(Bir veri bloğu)
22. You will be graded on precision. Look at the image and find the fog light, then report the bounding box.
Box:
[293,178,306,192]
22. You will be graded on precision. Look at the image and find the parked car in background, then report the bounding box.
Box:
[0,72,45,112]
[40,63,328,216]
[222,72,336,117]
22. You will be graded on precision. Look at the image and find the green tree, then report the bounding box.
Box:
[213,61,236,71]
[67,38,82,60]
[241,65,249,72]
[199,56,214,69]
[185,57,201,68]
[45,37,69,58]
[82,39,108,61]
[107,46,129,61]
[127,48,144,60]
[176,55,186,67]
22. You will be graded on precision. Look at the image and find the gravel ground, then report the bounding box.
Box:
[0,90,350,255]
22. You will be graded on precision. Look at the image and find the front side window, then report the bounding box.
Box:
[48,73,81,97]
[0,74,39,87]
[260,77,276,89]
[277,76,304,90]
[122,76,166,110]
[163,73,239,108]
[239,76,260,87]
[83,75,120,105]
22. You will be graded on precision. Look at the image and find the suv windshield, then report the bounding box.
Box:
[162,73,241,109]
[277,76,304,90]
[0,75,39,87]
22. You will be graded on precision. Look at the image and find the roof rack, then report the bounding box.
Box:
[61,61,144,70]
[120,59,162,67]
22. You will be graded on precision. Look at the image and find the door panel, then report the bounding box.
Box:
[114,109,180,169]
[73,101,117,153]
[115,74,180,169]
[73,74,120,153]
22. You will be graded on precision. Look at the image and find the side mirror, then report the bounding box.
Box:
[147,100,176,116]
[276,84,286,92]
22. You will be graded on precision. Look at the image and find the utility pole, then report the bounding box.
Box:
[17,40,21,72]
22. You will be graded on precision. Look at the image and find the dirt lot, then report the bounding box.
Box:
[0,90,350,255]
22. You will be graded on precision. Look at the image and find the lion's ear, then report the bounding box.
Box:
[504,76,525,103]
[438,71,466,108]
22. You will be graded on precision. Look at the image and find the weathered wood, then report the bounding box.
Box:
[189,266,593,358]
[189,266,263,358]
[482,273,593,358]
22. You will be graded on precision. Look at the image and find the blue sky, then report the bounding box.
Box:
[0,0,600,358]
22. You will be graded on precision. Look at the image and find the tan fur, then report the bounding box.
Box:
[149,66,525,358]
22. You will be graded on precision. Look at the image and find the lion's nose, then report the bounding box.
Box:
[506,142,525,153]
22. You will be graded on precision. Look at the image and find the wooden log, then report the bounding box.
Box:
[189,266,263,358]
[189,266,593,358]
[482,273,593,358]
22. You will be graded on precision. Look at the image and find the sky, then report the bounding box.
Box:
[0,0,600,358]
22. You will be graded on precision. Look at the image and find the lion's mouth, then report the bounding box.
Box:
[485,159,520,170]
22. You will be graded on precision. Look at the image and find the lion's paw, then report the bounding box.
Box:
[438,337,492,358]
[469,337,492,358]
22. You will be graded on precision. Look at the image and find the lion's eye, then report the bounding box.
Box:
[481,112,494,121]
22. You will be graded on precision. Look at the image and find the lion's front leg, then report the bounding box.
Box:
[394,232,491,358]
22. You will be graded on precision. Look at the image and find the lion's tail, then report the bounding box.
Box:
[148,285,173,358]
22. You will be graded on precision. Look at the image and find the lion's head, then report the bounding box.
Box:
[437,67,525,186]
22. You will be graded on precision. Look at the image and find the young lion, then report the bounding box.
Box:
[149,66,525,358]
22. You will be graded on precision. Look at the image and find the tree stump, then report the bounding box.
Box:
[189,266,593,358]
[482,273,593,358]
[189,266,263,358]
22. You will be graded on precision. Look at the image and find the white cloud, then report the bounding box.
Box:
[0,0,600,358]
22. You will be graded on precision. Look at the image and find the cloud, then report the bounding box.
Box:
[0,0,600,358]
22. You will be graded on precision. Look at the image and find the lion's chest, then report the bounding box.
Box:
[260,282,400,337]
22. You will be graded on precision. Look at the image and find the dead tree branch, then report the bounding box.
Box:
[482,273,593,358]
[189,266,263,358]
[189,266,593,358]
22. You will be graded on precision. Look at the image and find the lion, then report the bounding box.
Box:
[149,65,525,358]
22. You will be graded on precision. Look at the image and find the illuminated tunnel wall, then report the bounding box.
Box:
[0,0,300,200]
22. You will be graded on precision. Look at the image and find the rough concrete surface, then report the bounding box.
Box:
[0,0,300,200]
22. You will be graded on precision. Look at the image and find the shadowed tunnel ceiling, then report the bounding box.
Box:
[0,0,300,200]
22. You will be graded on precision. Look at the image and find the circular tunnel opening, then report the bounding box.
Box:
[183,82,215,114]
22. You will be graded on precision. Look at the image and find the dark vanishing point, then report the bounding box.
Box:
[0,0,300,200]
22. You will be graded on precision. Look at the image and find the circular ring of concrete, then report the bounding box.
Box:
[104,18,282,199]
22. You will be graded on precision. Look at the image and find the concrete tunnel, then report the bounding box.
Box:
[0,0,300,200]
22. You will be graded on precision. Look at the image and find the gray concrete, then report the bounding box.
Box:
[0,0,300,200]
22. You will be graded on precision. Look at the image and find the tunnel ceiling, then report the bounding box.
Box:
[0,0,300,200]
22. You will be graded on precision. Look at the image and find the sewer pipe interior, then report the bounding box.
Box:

Görev:
Lütfen yukarıdaki kayıtlarda "ceiling" kelimesini içeren her satırı seçip değiştirmeden kopyalayın. Büyük ve küçük harf ayrımı dikkate alınmalıdır.

Görev Çıktısı:
22. You will be graded on precision. Look at the image and find the shadowed tunnel ceiling, then report the bounding box.
22. You will be graded on precision. Look at the image and find the tunnel ceiling, then report the bounding box.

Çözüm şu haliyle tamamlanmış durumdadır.